■ Your tasks
a: In the article on CRM and customer experience, what year did Microsoft Dynamics drop CRM from its product suite?
b: Name the five integrated platforms that SAP's customer management components were merged into, according to the article on CRM and customer experience.
c: Extend the article on CRM and customer experience by a few paragraphs, picking up after its final line, "Why CX? Why now?"

■ Quoted text
[START]
Why customer experience has turned CRM on its head
The big tech vendors have been busy reframing their CRM solutions to reflect their clients' desire to improve customer experiences. This time it's more than just a rebranding exercise.
Early in June, SAP revealed it was rebranding its suite of customer management solutions.
Gone, in name, are all things Hybris – the various components consolidated into five integrated platforms: SAP Commerce Cloud, Marketing Cloud, Sales Cloud, Service Cloud and Customer Cloud.
Collectively the tools will now fall under the umbrella of SAP Customer Experience.
The rebrand is the most recent in a series of chess moves by the globe’s leading tech platform providers as they shift their rhetoric away from CRM to CX: SAP has previously flirted with rhetoric around ‘relationships’ and ‘customer engagement’, prior to its June announcement.
Adobe switched its messaging from data-driven marketing to the ‘Experience Cloud’; IBM announced its own ‘customer experience suite’ in 2017. Microsoft Dynamics dropped CRM from its product suite in 2016.
Even Salesforce, so often steadfast in its affiliation with being the cloud CRM software, has increasingly plugged its status as a bona fide ‘customer success platform’.
Why CX? Why now?
[END]
■ Extracted entries
[START]
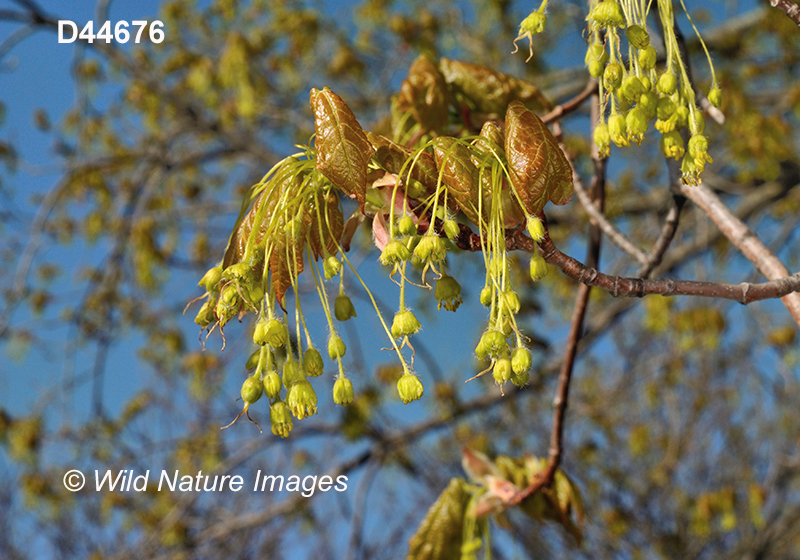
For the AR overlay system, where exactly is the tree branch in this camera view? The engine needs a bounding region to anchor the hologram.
[END]
[START]
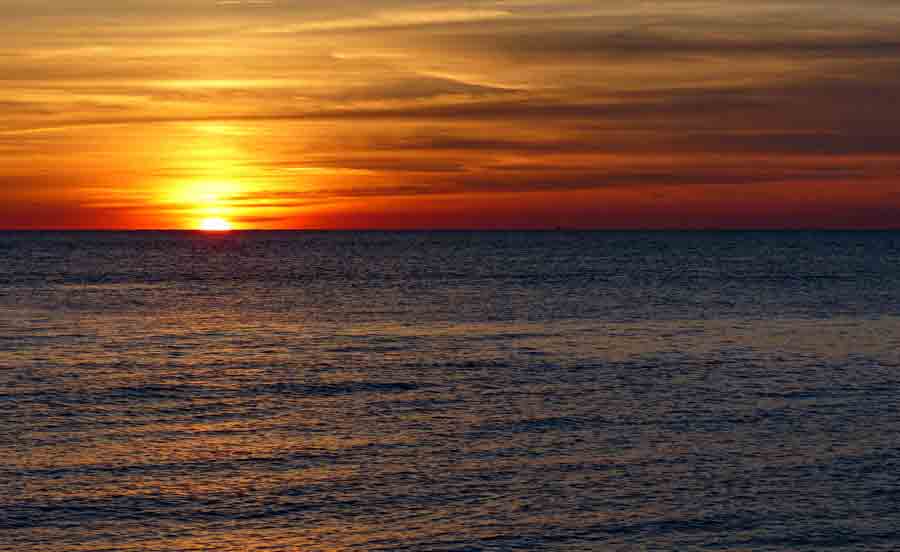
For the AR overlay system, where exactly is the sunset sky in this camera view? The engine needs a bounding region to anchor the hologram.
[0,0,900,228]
[END]
■ Answers in order
a: 2016

b: SAP Commerce Cloud, Marketing Cloud, Sales Cloud, Service Cloud and Customer Cloud

c:
Rebrands are – in isolation – no surprise. But what is so germane is that the globe’s largest tech platforms are now doing it collectively in order to fight for recognition as leaders in experience.
Experience is modus operandi. Experience matters. Delivering better experiences, on the other hand, is complex.
“Organisations largely struggle to fulfil customer expectations because they’ve grown up focusing on solving problems within certain channels and departments and often in a siloed way, which is no longer good enough,” says Roland Van Breukelen, marketing director for SAP Customer Experience UK.
“It’s now about being present at the point of time where your customer needs you, and having the right context to help someone through their journey at whatever stage they’re at – whether it’s pre-purchase, during a purchase or post-purchase, i.e. understanding what’s happened to a product, when it’s getting shipped etc.
“Experiences need to be more holistically viewed across channels and across departmental boundaries, as a result. Most importantly, experiences need to be focused on the customer, not the organisation delivering them.”
These last two points are crucial, because experience has become a key differentiator for today’s consumer. According to Gartner, 89% of companies now compete mostly on the basis of customer experience, versus 36% in 2013. Customers also expect their experiences with a brand to be in-the-moment, something that requires said brand to have a clearer, more holistic understanding of its customers.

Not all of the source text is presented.